■ **Passage to read**

'''

Woman pictured with her three children
Adalke pictured with three of her seven children. Photo: Concern Worldwide
News28 November 2016Aoife O'Grady

At just over a year and a half, little Abush Amba was suffering from malnutrition when he entered our ECHO-funded resilience programme in Duguna Fango Woreda, Ethiopia. Here, his mum, Adalke tells her story.

Adalke's story

Previously, I was not concerned about my children’s diet as long as their stomachs were full and they looked healthy. Then, Concern organised a session that taught me and the other mothers in my community that children should be fed with diversified food groups and that we do have access to these foods.

We also learned that even if our children are developing well physically, it doesn’t mean that their overall development is healthy. We now understand that unless we feed our children with diversified foods, their mental growth – which is invisible – will be limited, and this will have a very bad impact on their future.  

Combining food groups

Mothers of children under two, like me, were organised into groups of ten. After receiving education on a diversified diet, we began bringing along a range of different foods that we have in our homes (largely thanks to the project) to the group – such as potatoes, cabbage, milk, eggs, haricot beans, oil and iodized salt. These examples represent all food groups necessary for healthy child growth. We’d then cook together, combining different foods in different ways each day for fourteen days.

We measured the weight gain of our children. Abush, my son, participated in the programme and graduated from it after attending the session for 14 consecutive days. He was 10.3kg on admission and gained 800g during the programme. I still follow the young child feeding practices and my boy is healthy and strong.

My six other children have also benefitted. They’re getting diverse meals every day because of my awareness from the programme. Apart from young child feeding practice, we were educated on other health issues in each session such as hygiene and sanitation, family planning and prevention of communicable diseases.

My participation in the programme has allowed me to gain a lot and it has changed my life.


My husband and I began discussing family planning and we have decided not to have any more children. I have started using bed nets correctly to protect my children from mosquito bites and I am also using the knowledge on clean water and its importance for hygiene and my family’s health.

The programme that Abush and Adalke participated in was implemented by the Concern team and funded by the European Civil Protection and Aid Operations (ECHO).

'''

■ **Data for review**
'''

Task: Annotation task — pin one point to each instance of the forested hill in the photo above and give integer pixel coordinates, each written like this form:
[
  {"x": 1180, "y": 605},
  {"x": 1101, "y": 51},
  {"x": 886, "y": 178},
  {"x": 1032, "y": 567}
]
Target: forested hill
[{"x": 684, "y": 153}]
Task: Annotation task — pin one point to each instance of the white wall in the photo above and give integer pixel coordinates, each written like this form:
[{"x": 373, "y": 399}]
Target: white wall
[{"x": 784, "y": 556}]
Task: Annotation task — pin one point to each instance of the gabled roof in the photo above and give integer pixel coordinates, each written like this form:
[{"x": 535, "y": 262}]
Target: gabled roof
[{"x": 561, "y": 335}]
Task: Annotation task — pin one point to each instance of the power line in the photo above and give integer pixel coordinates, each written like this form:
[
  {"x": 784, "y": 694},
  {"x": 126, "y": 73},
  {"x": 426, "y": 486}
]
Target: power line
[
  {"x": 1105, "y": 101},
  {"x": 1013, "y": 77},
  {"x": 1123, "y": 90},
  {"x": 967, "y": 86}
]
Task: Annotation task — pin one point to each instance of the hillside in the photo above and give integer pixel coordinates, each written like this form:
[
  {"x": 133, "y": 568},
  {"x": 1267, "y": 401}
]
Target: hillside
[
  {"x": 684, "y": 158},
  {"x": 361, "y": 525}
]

'''

■ **Questions to answer**
• a. Pull out the passage in the story about Adalke from "Adalke's story" up to and including "to these foods.".
• b. According to the story about Adalke, how much weight did Abush gain during the program?
• c. Translate this sentence from the story about Adalke into Spanish: "My husband and I began discussing family planning and we have decided not to have any more children."

■ **Answers for this exercise**
• a.
Adalke's story

Previously, I was not concerned about my children’s diet as long as their stomachs were full and they looked healthy. Then, Concern organised a session that taught me and the other mothers in my community that children should be fed with diversified food groups and that we do have access to these foods.

• b. 800g

• c. Mi esposo y yo empezamos a hablar sobre planificación familiar y hemos decidido no tener más hijos.